═════ Supplied text
Objective: To investigate the risk of progression to rheumatoid arthritis (RA) in patients who were cyclic citrullinated peptide (CCP) antibody positive without RA at initial presentation.
Methods: We performed a retrospective cohort study of CCP+ individuals seen at a US tertiary care system between 2009 and 2018 who were without RA or other systemic rheumatic disease by medical record review at the time of CCP antibody positivity. Progression to classifiable RA was determined through medical record review. We investigated the risk of progression to RA overall and stratified by CCP antibody level (low: >1 to 2× the upper limit of normal [ULN]; medium: >2 to 3× ULN; high: >3× ULN). Multivariable Cox regression estimated the hazard ratio (HR) and 95% confidence interval (95% CI) for RA by CCP antibody level.
══════════
■ Requirement ■
In the study summary, what CCP antibody level counted as "medium"?
═════ Data for review
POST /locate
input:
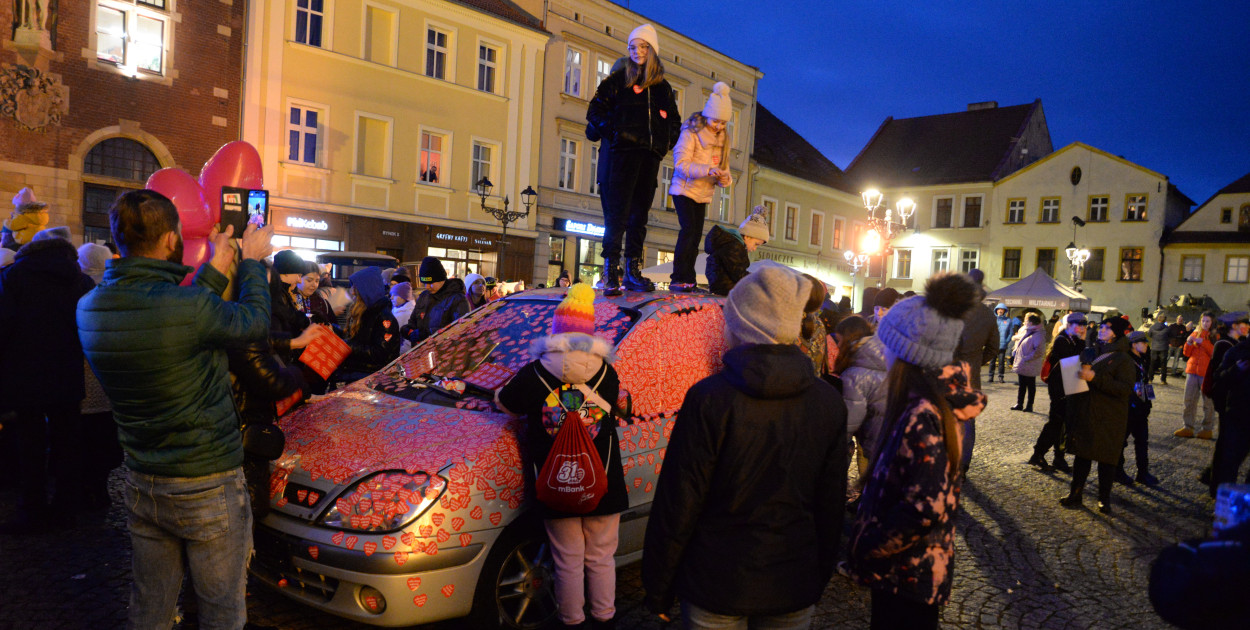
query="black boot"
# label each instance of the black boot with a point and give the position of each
(611, 276)
(634, 278)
══════════
■ Output of the exercise ■
More than 2 to 3 times the upper limit of normal (>2 to 3× ULN).